Saved entries
----

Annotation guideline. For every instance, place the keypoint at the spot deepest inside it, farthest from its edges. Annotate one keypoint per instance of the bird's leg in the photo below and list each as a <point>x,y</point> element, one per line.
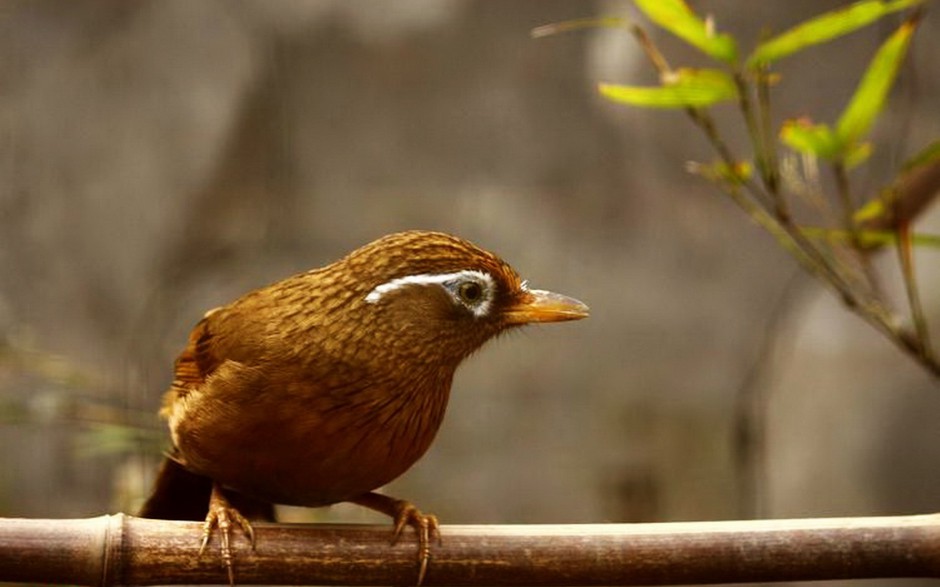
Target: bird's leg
<point>222,515</point>
<point>404,513</point>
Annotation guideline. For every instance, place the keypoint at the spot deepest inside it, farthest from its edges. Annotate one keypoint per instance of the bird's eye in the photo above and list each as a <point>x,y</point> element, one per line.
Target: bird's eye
<point>471,292</point>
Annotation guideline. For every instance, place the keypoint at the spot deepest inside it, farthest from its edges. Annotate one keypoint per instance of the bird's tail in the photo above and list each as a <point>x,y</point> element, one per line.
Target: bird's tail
<point>179,494</point>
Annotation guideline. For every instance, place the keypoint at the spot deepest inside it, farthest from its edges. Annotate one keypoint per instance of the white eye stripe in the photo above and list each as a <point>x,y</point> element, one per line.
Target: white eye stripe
<point>428,279</point>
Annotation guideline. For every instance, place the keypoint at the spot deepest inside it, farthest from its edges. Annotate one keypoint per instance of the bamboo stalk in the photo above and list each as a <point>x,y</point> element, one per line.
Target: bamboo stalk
<point>123,550</point>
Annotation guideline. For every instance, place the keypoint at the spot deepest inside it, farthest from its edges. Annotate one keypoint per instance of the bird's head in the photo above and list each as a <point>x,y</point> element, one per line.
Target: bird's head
<point>438,298</point>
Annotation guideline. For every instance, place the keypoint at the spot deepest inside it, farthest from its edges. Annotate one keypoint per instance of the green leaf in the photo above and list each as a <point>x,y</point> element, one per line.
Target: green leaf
<point>578,24</point>
<point>869,98</point>
<point>685,88</point>
<point>855,154</point>
<point>676,17</point>
<point>814,139</point>
<point>824,28</point>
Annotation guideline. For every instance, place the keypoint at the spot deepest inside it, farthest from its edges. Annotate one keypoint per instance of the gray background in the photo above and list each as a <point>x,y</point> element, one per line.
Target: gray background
<point>160,158</point>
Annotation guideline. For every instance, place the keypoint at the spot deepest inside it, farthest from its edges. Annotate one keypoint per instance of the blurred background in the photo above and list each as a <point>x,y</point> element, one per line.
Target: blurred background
<point>160,158</point>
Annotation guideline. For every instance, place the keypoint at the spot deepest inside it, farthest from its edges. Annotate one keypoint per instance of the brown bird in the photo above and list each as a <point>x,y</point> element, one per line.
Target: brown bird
<point>329,384</point>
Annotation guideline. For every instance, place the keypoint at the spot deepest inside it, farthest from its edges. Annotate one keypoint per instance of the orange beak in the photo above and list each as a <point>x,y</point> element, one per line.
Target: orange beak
<point>536,305</point>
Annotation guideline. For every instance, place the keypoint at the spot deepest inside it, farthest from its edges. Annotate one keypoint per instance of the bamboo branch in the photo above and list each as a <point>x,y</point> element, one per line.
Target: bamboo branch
<point>123,550</point>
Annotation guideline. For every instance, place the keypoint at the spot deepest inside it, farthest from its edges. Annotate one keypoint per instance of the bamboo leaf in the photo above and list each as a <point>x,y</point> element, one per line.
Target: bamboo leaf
<point>676,17</point>
<point>869,98</point>
<point>685,88</point>
<point>814,139</point>
<point>824,28</point>
<point>578,24</point>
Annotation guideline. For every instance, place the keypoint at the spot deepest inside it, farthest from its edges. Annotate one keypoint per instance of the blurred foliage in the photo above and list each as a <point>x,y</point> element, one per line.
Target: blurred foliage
<point>836,253</point>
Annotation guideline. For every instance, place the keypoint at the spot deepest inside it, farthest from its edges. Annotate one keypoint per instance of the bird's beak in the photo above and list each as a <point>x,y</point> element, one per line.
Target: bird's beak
<point>536,305</point>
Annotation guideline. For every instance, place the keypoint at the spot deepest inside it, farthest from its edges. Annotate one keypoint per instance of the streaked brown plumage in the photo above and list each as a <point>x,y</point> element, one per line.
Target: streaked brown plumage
<point>329,384</point>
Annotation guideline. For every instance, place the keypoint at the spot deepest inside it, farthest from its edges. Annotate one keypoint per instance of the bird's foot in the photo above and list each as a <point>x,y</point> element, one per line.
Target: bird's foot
<point>427,527</point>
<point>404,513</point>
<point>224,516</point>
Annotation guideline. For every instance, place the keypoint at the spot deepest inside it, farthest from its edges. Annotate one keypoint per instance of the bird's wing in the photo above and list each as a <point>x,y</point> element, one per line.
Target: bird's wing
<point>212,342</point>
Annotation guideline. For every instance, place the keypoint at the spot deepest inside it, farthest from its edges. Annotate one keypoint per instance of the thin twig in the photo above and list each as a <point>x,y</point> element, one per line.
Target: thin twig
<point>906,257</point>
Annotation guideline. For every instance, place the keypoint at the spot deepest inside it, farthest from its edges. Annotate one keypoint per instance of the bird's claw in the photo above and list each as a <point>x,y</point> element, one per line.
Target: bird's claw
<point>426,526</point>
<point>224,517</point>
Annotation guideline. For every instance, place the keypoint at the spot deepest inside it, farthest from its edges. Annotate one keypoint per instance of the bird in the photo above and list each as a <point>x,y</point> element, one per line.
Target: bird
<point>325,386</point>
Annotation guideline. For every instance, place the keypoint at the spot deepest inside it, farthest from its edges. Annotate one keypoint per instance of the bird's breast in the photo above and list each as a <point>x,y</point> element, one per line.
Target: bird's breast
<point>305,445</point>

----

Excluding images, return all of the records above word for word.

Exercise result -
Annotation guideline. For every instance, place the keypoint at the spot deepest inside it, farthest from its edges. Annotate one keypoint per instance of the bird's leg in the photo below and list each as a <point>x,y</point> element, one per line.
Target: bird's leg
<point>222,515</point>
<point>404,513</point>
Annotation guideline. For every instance, place the keypoint at the spot deepest inside it, farthest from its edges. Annotate one keypoint per instance of the bird's eye in the photo above and list each as a <point>x,y</point> element, one per line.
Target: bird's eye
<point>471,292</point>
Annotation guideline. For every instance, place the keypoint at the spot deepest inside it, farthest from its edges. Annotate one keypoint per instance of the bird's tail in the photo above and list each as a <point>x,y</point> element, one per line.
Target: bird's tail
<point>179,494</point>
Annotation guideline. For every instance, place the keypoint at the spot deepest inside it, farthest from its edges. Annotate one keypoint per instance of the white eye stripe in the photo above and list each as a <point>x,y</point> element, one per line.
Target: white eye stripe
<point>428,279</point>
Annotation guideline. For every instance, place the keypoint at the spot deepest inside it, farthest from its edges. Annotate one keypoint per instance of the bamboo stalk in the photo above and list each as a <point>x,y</point> element, one per line.
Target: bamboo stalk
<point>123,550</point>
Annotation guideline. For every instance, place the keypoint at the spot deepest inside it, farthest from its edges. Annotate one keypoint per instance of the bird's head in the photo above and list each as a <point>x,y</point> element, one per line.
Target: bird's head
<point>438,298</point>
Annotation guideline. For every instance, place the keypoint at the spot deepest inside it, farthest from its edges. Annotate one keypoint per instance of the green leaf in the photo above and list each as a <point>x,y</point> element, one per line.
Target: green leaf
<point>578,24</point>
<point>869,98</point>
<point>685,88</point>
<point>855,154</point>
<point>676,17</point>
<point>814,139</point>
<point>824,28</point>
Annotation guideline. For every instance, place the keypoint at the spot deepest inside it, farthest from its edges. Annotate one keypoint per instance of the gray background in the photo above and list each as a <point>x,y</point> element, one per line.
Target: gray background
<point>160,158</point>
Annotation guideline. For every instance, place the keypoint at the spot deepest inside it, farthest from its edges. Annotate one keypoint per instance of the blurred background in the photo above and list each as a <point>x,y</point> element, one per line.
Target: blurred background
<point>160,158</point>
Annotation guideline. For every instance, place the keypoint at the spot deepest inside it, farthest from its edges. Annotate one keypoint per instance of the brown bird in the photo above and list each as a <point>x,y</point> element, one per line.
Target: brown bird
<point>329,384</point>
Annotation guideline. For every instance, place the keypoint at the spot deepest inside it, farthest from its edges. Annotate one keypoint per instance of the orange beak in the photo above and list each as a <point>x,y</point> element, one per line.
Target: orange beak
<point>536,305</point>
Annotation guideline. For every instance, place the keypoint at the spot deepest inside it, farthest from its edges. Annotate one keypoint per instance of the bamboo branch in the photo above and list each as a <point>x,y</point> element, one per line.
Target: bamboo branch
<point>123,550</point>
Annotation guideline. For every instance, place the keypoint at the spot deepest inside it, farthest from its edges. Annotate one keypoint per instance of the bamboo leaf in the photo above and list each as a <point>x,y</point> element, one per line.
Target: bamboo leaf
<point>676,17</point>
<point>869,98</point>
<point>685,88</point>
<point>814,139</point>
<point>824,28</point>
<point>578,24</point>
Annotation guideline. For every instance, place the keypoint at the spot deepest inside it, farthest from its edges. Annotate one keypoint per instance of the blurred foliage in the photo above and list each as a <point>x,y</point> element, one per line.
Target: blurred foliage
<point>836,253</point>
Annotation guideline. For every instance, place the keypoint at the spot deepest inside it, farthest from its edges. Annotate one keypoint per instance of the bird's beak in the photo above and list each as a <point>x,y</point> element, one per line.
Target: bird's beak
<point>536,305</point>
Annotation guideline. For every instance, place the keypoint at the spot deepest inside it, farthest from its edges. Annotate one keypoint per instance of the streaked brown plumage in the photo above and list each as a <point>x,y</point> element, one per line.
Target: streaked brown plumage
<point>329,384</point>
Annotation guideline. For every instance, place the keypoint at the spot deepest inside it, farthest from its edges. Annotate one keypoint per instance of the bird's foot in the photo above and list each as a <point>x,y</point> element, one per line.
Target: bird's foot
<point>427,527</point>
<point>404,513</point>
<point>224,516</point>
Annotation guideline. For every instance, place the keypoint at the spot deepest inside it, farthest from its edges. Annotate one keypoint per instance of the bird's wing in the photo above and list each as a <point>x,y</point> element, one per line.
Target: bird's wing
<point>212,342</point>
Annotation guideline. For every instance, place the keypoint at the spot deepest inside it, farthest from its edges. Annotate one keypoint per instance of the thin twig in the photo above and list each as a <point>x,y</point> element, one per line.
Target: thin twig
<point>906,257</point>
Annotation guideline. For every instance, place the keypoint at the spot deepest inside it, farthest from its edges. Annotate one keypoint per instance of the bird's claw in the photo above and list each as a <point>x,y</point> element, one per line.
Target: bird's claw
<point>426,526</point>
<point>224,517</point>
Annotation guideline. For every instance, place the keypoint at the spot deepest inside it, farthest from its edges. Annotate one keypoint per instance of the bird in the photo above and list each as a <point>x,y</point> element, one per line.
Target: bird
<point>325,386</point>
Annotation guideline. For every instance, place the keypoint at the spot deepest inside it, farthest from its edges. Annotate one keypoint per instance of the bird's breast in the photo above and list each as a <point>x,y</point> element, one per line.
Target: bird's breast
<point>305,445</point>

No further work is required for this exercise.